[Exercise prompt] Copy out the lines exactly, everything from the start of the lines down to the line containing "rough mask: <svg".

[Record set]
______

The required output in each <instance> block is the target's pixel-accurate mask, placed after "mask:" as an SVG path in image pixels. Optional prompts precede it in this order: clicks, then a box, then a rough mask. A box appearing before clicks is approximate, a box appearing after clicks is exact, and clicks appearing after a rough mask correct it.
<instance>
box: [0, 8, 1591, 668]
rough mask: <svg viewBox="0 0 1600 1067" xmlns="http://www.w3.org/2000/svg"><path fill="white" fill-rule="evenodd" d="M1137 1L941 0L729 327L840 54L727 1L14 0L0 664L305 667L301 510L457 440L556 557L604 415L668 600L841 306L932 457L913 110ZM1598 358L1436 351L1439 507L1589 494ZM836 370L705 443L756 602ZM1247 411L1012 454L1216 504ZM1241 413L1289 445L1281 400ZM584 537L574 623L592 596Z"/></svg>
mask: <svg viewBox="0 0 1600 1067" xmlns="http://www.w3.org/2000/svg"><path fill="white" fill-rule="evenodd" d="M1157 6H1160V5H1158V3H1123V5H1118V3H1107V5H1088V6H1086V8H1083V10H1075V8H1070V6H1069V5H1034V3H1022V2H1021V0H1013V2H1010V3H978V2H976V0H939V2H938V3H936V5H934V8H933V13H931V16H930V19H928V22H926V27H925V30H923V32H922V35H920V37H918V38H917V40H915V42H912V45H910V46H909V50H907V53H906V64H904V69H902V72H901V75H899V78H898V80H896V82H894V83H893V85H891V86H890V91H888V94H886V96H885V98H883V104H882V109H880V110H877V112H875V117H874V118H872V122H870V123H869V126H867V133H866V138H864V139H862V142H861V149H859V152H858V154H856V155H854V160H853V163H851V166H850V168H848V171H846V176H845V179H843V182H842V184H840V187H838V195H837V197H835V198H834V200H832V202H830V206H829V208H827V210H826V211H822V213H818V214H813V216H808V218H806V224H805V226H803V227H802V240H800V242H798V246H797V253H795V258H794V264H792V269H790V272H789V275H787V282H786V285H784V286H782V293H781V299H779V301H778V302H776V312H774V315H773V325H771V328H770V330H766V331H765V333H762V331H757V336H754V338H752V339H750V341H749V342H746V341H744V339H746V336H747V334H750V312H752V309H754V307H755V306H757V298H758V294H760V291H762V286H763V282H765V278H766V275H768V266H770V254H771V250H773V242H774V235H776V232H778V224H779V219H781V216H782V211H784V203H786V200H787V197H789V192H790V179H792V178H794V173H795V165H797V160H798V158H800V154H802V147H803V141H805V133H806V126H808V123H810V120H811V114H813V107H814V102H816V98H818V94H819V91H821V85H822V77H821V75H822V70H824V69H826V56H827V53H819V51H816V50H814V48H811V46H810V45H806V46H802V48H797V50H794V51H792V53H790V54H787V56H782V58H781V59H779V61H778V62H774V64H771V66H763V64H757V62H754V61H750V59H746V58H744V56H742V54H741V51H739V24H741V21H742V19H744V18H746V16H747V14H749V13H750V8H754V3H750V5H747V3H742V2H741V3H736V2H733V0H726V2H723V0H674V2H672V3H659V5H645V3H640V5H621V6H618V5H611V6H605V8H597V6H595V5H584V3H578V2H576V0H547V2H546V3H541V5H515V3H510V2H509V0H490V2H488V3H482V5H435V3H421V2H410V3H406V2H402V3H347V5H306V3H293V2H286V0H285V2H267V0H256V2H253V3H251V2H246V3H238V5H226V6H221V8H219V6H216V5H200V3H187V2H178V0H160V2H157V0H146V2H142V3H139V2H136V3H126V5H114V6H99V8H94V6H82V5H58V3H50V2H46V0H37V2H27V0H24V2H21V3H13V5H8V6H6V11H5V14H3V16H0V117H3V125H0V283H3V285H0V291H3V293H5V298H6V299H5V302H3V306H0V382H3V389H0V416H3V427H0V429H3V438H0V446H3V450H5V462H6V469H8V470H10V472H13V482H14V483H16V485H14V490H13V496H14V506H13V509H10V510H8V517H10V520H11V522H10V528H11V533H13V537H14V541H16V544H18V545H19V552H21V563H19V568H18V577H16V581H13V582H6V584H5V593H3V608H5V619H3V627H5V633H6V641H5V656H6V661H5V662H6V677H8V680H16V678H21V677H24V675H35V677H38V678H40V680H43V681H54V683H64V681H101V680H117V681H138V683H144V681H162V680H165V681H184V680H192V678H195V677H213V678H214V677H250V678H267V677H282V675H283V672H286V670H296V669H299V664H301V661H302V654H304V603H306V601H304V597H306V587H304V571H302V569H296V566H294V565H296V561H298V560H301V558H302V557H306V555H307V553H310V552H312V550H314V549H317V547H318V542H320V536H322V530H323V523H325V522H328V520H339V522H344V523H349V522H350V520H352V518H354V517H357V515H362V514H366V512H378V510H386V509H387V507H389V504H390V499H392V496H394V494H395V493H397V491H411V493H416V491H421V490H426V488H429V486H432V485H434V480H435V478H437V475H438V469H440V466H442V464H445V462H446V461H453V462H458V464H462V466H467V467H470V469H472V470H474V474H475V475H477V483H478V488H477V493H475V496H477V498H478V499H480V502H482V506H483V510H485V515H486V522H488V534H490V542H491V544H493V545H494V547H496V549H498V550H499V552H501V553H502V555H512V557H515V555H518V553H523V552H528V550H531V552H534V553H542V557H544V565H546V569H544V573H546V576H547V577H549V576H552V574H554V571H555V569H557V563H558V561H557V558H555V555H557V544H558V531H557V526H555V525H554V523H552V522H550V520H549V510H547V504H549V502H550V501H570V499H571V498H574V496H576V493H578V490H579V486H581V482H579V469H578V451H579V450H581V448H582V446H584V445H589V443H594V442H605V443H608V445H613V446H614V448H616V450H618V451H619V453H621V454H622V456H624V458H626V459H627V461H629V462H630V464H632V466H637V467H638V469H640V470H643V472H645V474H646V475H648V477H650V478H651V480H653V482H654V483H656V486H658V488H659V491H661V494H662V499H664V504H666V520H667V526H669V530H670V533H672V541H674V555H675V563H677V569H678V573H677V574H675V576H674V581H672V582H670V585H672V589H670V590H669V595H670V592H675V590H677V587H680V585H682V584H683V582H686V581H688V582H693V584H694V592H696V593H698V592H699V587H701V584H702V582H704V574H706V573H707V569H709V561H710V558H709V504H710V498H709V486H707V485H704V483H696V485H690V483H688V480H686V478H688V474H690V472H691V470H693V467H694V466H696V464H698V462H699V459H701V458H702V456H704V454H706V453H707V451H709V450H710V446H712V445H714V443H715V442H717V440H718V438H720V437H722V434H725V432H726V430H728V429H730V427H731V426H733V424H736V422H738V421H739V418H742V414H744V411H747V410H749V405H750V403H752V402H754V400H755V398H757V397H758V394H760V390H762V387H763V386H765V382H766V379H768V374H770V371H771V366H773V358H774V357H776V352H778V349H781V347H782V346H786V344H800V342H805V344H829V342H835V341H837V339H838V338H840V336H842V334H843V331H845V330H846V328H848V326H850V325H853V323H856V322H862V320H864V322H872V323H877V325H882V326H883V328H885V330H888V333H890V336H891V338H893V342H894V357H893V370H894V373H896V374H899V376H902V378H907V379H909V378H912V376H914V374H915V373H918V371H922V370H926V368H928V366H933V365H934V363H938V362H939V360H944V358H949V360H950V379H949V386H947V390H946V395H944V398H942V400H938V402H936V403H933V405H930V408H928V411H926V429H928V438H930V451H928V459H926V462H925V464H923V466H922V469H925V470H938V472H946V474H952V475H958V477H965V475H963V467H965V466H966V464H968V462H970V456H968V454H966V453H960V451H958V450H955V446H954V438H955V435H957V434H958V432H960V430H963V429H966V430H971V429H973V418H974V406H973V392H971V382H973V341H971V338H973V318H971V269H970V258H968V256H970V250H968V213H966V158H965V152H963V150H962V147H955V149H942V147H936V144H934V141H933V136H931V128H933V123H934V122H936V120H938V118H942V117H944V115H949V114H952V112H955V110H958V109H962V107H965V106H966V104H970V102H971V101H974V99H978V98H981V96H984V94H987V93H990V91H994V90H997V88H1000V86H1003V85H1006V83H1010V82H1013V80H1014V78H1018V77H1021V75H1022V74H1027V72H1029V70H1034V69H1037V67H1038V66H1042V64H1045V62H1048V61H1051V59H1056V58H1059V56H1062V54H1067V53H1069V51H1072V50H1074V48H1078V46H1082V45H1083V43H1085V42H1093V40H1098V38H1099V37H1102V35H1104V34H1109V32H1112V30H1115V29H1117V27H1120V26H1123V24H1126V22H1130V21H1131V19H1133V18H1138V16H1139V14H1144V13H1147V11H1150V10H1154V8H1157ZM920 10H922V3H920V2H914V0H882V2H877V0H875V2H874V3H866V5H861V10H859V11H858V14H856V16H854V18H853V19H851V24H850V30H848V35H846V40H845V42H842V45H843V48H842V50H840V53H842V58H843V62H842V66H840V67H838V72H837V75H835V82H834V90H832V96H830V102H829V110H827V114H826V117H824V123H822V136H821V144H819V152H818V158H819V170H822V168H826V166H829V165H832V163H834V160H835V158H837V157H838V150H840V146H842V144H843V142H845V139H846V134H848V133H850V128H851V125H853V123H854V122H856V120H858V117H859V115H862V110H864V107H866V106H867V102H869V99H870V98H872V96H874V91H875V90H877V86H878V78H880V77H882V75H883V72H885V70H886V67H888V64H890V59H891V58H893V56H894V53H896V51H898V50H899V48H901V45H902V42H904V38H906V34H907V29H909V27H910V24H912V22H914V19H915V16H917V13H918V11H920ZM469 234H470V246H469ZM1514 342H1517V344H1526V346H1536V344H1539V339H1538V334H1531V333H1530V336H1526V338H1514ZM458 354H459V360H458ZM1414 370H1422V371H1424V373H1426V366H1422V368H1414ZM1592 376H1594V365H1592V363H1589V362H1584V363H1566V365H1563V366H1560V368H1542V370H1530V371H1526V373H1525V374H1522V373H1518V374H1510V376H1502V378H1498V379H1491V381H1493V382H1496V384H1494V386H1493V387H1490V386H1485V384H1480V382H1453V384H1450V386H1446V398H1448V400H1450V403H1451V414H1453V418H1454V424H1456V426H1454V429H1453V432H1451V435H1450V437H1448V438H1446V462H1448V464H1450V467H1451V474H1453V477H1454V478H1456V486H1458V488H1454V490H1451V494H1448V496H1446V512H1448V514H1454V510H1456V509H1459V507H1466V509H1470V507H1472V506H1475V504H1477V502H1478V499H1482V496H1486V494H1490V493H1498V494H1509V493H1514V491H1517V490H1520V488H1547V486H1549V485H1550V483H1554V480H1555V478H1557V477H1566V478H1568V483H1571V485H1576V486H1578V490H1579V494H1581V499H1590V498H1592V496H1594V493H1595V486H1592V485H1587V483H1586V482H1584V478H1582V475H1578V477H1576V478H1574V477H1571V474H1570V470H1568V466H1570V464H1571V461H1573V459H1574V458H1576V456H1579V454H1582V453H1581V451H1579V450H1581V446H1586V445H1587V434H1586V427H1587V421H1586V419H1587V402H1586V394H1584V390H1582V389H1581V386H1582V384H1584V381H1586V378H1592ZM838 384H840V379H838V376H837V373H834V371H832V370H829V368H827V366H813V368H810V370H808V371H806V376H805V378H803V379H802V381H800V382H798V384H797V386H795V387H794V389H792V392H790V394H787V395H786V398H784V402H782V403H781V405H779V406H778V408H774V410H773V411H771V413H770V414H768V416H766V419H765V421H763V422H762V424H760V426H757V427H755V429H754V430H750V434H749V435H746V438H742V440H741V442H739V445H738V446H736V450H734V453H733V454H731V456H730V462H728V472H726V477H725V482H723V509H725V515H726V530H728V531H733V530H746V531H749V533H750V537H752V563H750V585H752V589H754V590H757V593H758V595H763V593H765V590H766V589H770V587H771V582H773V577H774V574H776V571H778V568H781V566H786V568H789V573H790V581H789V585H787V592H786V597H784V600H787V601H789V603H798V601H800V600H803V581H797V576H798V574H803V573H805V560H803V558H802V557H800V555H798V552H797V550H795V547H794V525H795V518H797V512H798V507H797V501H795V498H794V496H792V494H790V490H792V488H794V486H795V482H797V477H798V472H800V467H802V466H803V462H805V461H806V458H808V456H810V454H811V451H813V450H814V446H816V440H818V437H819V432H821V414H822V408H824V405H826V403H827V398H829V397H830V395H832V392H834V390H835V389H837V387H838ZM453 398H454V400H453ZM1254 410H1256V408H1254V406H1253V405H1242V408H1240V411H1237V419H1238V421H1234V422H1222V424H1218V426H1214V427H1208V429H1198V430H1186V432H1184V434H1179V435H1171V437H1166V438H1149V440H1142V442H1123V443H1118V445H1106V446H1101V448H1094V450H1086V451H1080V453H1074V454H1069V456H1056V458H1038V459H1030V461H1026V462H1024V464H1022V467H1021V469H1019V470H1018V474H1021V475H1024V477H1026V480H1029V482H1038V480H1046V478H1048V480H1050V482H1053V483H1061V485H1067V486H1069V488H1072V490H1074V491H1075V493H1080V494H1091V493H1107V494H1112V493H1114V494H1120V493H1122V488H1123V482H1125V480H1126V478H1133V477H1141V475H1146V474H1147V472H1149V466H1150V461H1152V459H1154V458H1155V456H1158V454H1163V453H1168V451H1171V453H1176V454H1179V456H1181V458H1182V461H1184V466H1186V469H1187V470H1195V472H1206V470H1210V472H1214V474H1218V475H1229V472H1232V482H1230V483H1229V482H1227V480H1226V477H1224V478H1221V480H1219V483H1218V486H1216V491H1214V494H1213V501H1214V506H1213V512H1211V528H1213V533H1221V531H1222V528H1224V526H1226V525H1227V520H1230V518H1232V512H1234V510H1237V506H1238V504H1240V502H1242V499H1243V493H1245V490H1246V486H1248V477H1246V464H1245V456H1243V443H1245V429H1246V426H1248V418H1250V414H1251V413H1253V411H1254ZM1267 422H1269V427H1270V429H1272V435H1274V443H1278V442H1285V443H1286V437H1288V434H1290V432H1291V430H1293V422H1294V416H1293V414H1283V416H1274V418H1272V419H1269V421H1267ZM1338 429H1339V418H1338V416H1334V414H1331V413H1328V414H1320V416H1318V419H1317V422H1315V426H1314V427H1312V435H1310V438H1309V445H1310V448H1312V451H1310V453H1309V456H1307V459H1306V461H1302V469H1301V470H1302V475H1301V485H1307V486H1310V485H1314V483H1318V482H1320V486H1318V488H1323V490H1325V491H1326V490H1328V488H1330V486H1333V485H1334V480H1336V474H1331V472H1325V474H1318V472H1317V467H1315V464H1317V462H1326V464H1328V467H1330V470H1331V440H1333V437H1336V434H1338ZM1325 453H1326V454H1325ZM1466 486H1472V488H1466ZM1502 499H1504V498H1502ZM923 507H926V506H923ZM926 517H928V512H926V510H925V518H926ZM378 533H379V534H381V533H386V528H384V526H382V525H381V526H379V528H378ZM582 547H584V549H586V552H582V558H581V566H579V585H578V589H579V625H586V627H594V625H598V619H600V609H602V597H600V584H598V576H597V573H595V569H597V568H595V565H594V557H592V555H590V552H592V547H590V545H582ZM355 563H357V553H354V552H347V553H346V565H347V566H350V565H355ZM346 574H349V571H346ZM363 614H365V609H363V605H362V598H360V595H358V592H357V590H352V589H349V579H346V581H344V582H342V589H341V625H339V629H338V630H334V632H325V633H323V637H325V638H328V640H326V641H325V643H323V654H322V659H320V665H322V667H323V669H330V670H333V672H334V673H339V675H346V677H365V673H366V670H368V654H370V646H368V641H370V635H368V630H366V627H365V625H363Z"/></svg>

______

[Answer space]
The required output in each <instance> block is the target's pixel-accurate mask, placed after "mask:" as an SVG path in image pixels. Optional prompts precede it in this order: clicks, then a box, then a rough mask. A box appearing before clicks is approximate, a box appearing after clicks is exact, and clicks appearing after a rough mask correct it.
<instance>
box: [0, 8, 1591, 668]
rough mask: <svg viewBox="0 0 1600 1067" xmlns="http://www.w3.org/2000/svg"><path fill="white" fill-rule="evenodd" d="M1137 1L941 0L729 327L840 54L727 1L14 0L0 664L305 667L301 510L457 440L556 557L604 415L668 600L841 306L932 457L913 110ZM1598 358L1436 351L1439 507L1589 494ZM836 370L705 443L756 602ZM1247 411L1012 454L1216 504ZM1241 413L1289 445L1281 400ZM584 537L574 623L592 596Z"/></svg>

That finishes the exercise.